Document section.

========================

Dave Brubeck died last week one day prior to his 92nd birthday. The pianist distinguished himself from other jazz musicians by defying conventions and playing unusual time signatures.

 
 

Dave Brubeck performs along with his Dave Brubeck Quartet in November 2005.Timm Schamberger /AFP/Getty Images

Here is what we can learn from his life and talent:
Play to your strengths
When Brubeck went to college his zoology teacher told him he should focus on his true love: Music. So Brubeck started taking classes at Mills College in Oakland, California, except there was one huge problem — Brubeck never learned to read music and the dean at the college threatened to not let him graduate.
His teachers went to “bat” for him telling the dean he was making a big mistake because he writes the best counterpoint we’ve ever heard. They convinced the dean to have Brubeck graduate.

========================

Task details. Can you repeat everything from "Dave Brubeck died" down to "have Brubeck graduate." in the Brubeck article, swapping "dean" for "college president" wherever it occurs? Rely solely on the Brubeck article above.

Data extract.

========================

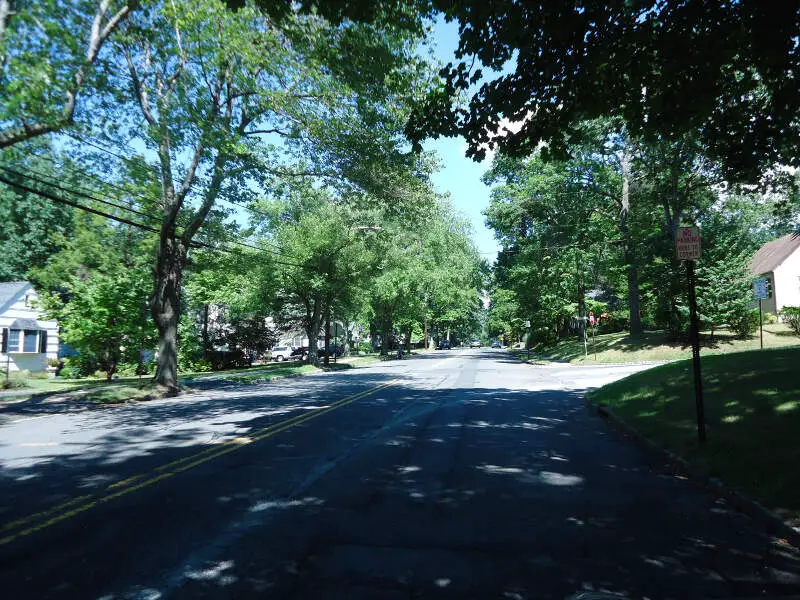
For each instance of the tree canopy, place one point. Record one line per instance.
(726, 71)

========================

Result.
Dave Brubeck died last week one day prior to his 92nd birthday. The pianist distinguished himself from other jazz musicians by defying conventions and playing unusual time signatures.

 
 

Dave Brubeck performs along with his Dave Brubeck Quartet in November 2005.Timm Schamberger /AFP/Getty Images

Here is what we can learn from his life and talent:
Play to your strengths
When Brubeck went to college his zoology teacher told him he should focus on his true love: Music. So Brubeck started taking classes at Mills College in Oakland, California, except there was one huge problem — Brubeck never learned to read music and the college president at the college threatened to not let him graduate.
His teachers went to “bat” for him telling the college president he was making a big mistake because he writes the best counterpoint we’ve ever heard. They convinced the college president to have Brubeck graduate.